Extract provided:
Wednesday, May 27, 2009

The Coen Project: Blood Simple

"Now, in Russia, they got it mapped out so that everyone pulls for everyone else... that's the theory, anyway. But what I know about is Texas, an' down here... you're on your own." -Loren Visser


Blood Simple, the Coen brothers' first film, begins the same way their Oscar winning masterpiece No Country for Old Men does, with shots of desolate Texas prairie overlaid with the voiceover of a grizzled old country boy.  In this case, it's private investigator Loren Visser, an amoral sleazeball played with greasy relish by M. Emmet Walsh and the first in a long line of Coen embodiments of inplacable evil.  His is the first voice we hear in the Coen brothers' canon, and it vividly articulates a theme that will run through all of their work: people cannot be trusted to overcome their own selfishness and stupidity. As Visser says, "tell your problems to your neighbor, ask for help, 'n watch him fly." Blood Simple isn't interested in diagnosing the problem, of explaining just why it is that people are such treacherous dogs, just in describing the condition with dry wit and a southern-fried noir sensibility.  When cuckolded bar owner Marty (Dan Hedaya at his slimiest) fails in a ham-fisted attempt to pick up a girl at a bar, he points out "we don't seem to be...communicating."  That goes for everyone in the movie.  The plot is entirely powered by people who distrust one another, and, as a result, are incapable of meaingful communication. That goes for  Marty and his hired operative Visser, but also for Marty's wife Abbey (Francise McDormand) and her lover Ray (John Getz).  When Ray finds Mardy dead, he assumes that Abbey killes him and buries the body.  When Abbey claims ignorance, he assumes that she's setting him up for the fall.  And when Abbey finds out that Marty's dead, she assumes Ray killed him.  All the while, the real killer, Visser, is hovering in the background, trying to cover up his incompetence with more murders.  The Coens have their usual slightly contemptuous distance from all the idiocy and distrust,  but the question of just why the hell everybody just can't talk to one another without fear of being sold out lingers. In their first film, the Coens establish their love of genre, their amused detachment from the human predicament, and their interest in exploring the faultines of modern life.  They would go further towards explaining just why it is we're "on our own" in their next movie, Raising Arizona.

Data extracts:
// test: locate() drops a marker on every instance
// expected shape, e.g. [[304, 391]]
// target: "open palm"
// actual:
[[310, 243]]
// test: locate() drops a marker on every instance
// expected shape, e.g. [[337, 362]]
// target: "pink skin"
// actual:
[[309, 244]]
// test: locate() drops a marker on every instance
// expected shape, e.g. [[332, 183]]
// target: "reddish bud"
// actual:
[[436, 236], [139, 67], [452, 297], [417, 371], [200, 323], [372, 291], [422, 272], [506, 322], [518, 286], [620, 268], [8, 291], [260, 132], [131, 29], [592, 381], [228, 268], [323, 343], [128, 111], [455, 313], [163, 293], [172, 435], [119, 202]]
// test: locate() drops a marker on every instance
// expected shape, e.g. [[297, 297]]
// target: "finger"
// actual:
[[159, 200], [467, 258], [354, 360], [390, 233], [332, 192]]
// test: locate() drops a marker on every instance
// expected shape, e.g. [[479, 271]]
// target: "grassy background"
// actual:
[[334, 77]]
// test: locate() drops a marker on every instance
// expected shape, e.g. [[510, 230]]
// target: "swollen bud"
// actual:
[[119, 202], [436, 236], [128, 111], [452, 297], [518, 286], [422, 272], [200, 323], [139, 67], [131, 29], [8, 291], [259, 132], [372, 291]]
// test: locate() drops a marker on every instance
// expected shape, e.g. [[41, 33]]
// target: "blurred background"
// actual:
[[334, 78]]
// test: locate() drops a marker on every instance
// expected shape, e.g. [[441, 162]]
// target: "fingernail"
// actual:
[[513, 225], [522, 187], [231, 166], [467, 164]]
---
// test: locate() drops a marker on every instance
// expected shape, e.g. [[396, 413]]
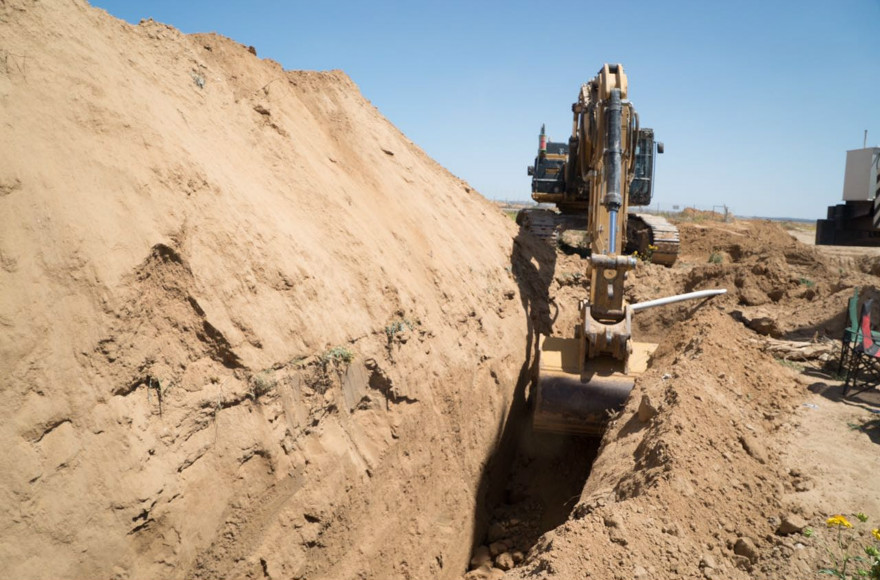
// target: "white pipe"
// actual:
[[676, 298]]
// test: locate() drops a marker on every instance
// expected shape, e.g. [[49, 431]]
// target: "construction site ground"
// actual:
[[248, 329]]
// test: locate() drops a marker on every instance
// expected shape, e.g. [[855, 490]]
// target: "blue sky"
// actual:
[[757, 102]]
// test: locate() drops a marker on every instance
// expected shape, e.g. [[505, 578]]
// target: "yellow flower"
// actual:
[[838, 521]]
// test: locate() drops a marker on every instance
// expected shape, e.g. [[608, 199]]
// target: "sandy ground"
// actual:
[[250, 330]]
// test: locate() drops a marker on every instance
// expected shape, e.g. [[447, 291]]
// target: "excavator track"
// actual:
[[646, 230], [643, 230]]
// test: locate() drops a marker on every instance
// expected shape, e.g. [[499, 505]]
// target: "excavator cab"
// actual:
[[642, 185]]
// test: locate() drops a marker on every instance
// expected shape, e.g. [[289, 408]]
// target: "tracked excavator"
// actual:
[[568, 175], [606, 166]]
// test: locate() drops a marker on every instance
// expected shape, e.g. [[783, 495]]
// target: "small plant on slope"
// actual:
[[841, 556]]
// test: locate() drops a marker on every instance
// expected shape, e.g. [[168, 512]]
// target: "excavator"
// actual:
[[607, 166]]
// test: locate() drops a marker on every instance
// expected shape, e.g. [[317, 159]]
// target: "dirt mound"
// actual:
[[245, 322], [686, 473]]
--
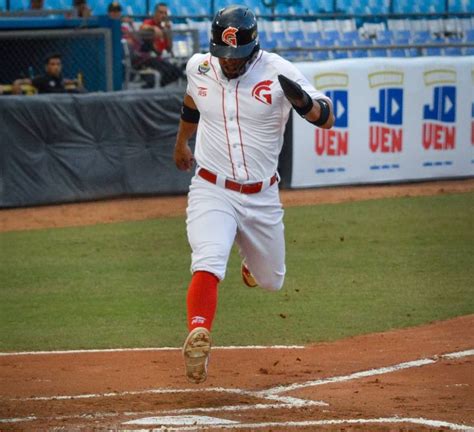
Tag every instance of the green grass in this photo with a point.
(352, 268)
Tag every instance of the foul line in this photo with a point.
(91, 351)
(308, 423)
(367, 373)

Assignment:
In the Blood Simple review, which actor plays the private investigator Loren Visser?

Solution for this task:
M. Emmet Walsh